> PROBLEMS TO WORK ON:
**1.** Reproduce, word for word, the part of the mantis tank thread from "## Jackson (Oct" up to and including "warp too much.".
**2.** In the mantis tank thread, what does Jackson name as the best option for building the tank?

> SELECTED EXTRACT:
┄┄┄┄┄┄┄┄┄┄┄┄┄┄┄┄┄┄┄┄

# building a custom tank need advice



## hortus (Sep 28, 2005)

im planning on building a custom tank and i need some advice.

and no its not on the dimensions of the tank i did searches on the forum and found the formulas for that

but 3 sides are going to be wood with formica lining as a sealant (wood exspands and rots with prolonged contact with water) or i may possably just use a sealant or a paint seal. but i was wonderign what colors your mantids seem to respond to best.

my tank will have 6 individual tanks and will be seaperated by lucite (a form of acrylic plexyglass) have any of your mantids acted adversly to seeing other mantids without being able to reach them . or should i black out the lucite with an adhesive film.

i researched another topic about what live plants to use and how live plants help with humidity.


----------



## Jackson (Oct 24, 2005)

I'm researching too at the moment.

Marine plywood seems to be the best option as its used to humid conditions and wont warp too much.

As for colours natural are best but if you go and paint the inside green then good luch finding the mantis! Aquarium background might be a better option, its cheap, easy to put in and if it has any negative affects you can just take it out!


----------



## sk8erkho (Dec 25, 2006)

Hey Guys,

What about this "Repti Bark?" My nephew uses it to floor the tank with the chinese mother mantid. I read the specs and it seems ideal for almost any repti-amphibi-insect-terium. The only thing I'm not certain about is wheter it is suitablefor the nymphs. I tried one out just to see hoe it would react and it kept seeming to have to stop and clean it self like forever. This bark, when I poured it into the tank, gave out this fine dust that kind of lodged in my throat!! :shock: (clear up minutes later) but Maybe for them as they grow older? Other than than what would be ideal for the flooring with all the waste and what not that collects at the bottom of the tank. Potting soil????


----------

┄┄┄┄┄┄┄┄┄┄┄┄┄┄┄┄┄┄┄┄

> RECORD SET:
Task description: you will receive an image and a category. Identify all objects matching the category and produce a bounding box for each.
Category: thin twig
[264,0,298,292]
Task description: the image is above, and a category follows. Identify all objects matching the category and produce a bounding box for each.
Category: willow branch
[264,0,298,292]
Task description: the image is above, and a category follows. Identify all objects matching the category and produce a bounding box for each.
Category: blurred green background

┄┄┄┄┄┄┄┄┄┄┄┄┄┄┄┄┄┄┄┄

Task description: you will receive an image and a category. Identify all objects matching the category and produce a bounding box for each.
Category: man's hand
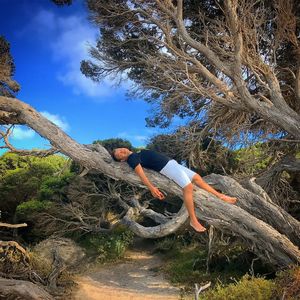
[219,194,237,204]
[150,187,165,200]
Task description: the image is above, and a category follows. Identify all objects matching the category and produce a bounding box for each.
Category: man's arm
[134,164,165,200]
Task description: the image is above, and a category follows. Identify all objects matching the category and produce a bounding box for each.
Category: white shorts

┄┄┄┄┄┄┄┄┄┄┄┄┄┄┄┄┄┄┄┄

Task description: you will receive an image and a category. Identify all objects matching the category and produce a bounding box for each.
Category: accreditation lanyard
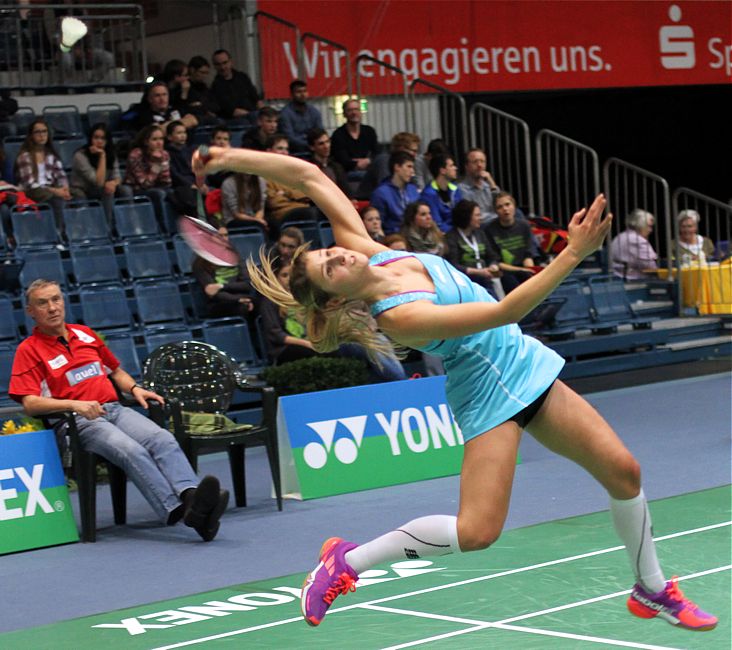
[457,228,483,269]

┄┄┄┄┄┄┄┄┄┄┄┄┄┄┄┄┄┄┄┄

> PROBLEM SOLUTIONS:
**1.**
## Jackson (Oct 24, 2005)

I'm researching too at the moment.

Marine plywood seems to be the best option as its used to humid conditions and wont warp too much.

**2.** Marine plywood.